▶ **EXERCISE DESCRIPTION**
Restate the whole listing word for word, missing no line.

----------------------------------------

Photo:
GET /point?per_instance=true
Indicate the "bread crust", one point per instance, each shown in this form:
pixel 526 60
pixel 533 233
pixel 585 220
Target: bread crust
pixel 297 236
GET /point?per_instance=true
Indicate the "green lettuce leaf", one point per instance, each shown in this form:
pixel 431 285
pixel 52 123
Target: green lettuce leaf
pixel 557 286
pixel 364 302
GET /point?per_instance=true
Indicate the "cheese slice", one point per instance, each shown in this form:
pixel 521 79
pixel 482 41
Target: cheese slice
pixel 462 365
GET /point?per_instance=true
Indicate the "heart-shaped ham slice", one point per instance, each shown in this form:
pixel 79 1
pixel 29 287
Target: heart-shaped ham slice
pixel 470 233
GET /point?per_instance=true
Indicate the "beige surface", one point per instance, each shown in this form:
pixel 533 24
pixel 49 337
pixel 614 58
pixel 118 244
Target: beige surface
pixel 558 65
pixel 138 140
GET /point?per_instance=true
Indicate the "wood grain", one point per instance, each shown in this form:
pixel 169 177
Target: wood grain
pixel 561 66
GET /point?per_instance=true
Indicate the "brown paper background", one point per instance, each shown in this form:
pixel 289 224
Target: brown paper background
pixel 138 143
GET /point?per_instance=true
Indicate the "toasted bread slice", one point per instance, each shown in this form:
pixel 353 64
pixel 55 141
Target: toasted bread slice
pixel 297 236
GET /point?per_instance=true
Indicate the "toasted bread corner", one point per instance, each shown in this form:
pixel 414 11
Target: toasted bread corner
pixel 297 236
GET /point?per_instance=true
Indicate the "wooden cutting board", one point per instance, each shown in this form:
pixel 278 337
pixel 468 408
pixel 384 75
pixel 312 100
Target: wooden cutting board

----------------------------------------

▶ **THE COMPLETED TASK**
Photo:
GET /point?per_instance=true
Indicate the "bread crust", one point per instance, each shown in this form:
pixel 526 60
pixel 533 233
pixel 585 220
Target: bread crust
pixel 297 236
GET /point?per_instance=true
Indicate the "green lettuce leaf", one point per instance, each shown in this form:
pixel 431 285
pixel 52 123
Target: green lettuce leaf
pixel 557 286
pixel 364 302
GET /point?per_instance=true
Indicate the "cheese slice", one point per instance, each shown in this form:
pixel 521 79
pixel 482 41
Target: cheese slice
pixel 462 365
GET /point?per_instance=true
Indicate the "heart-shaped ham slice", one point per instance, each shown in this form:
pixel 79 1
pixel 29 287
Target: heart-shaped ham slice
pixel 470 233
GET /point?per_instance=true
Indicate the "beige surface", one point per instance, each shown in this form:
pixel 533 24
pixel 49 337
pixel 614 58
pixel 118 244
Target: beige surface
pixel 558 65
pixel 138 140
GET /point?per_instance=true
Indicate the "wood grain", one point per instance, each shown in this form:
pixel 169 177
Target: wood grain
pixel 561 66
GET /point?per_instance=true
Indicate the "brown paper background", one point per instance, each shown in this form:
pixel 289 224
Target: brown paper background
pixel 138 143
GET /point?per_instance=true
Indicate the "toasted bread slice", one point per instance, each shown in this form:
pixel 353 64
pixel 55 141
Target: toasted bread slice
pixel 297 236
GET /point?per_instance=true
Indicate the "toasted bread corner", one point per instance, each shown in this form:
pixel 414 11
Target: toasted bread corner
pixel 297 236
GET /point?per_instance=true
Indicate the "wooden cutting board", one point per instance, each shown in this form:
pixel 278 337
pixel 468 408
pixel 384 75
pixel 312 100
Target: wooden cutting board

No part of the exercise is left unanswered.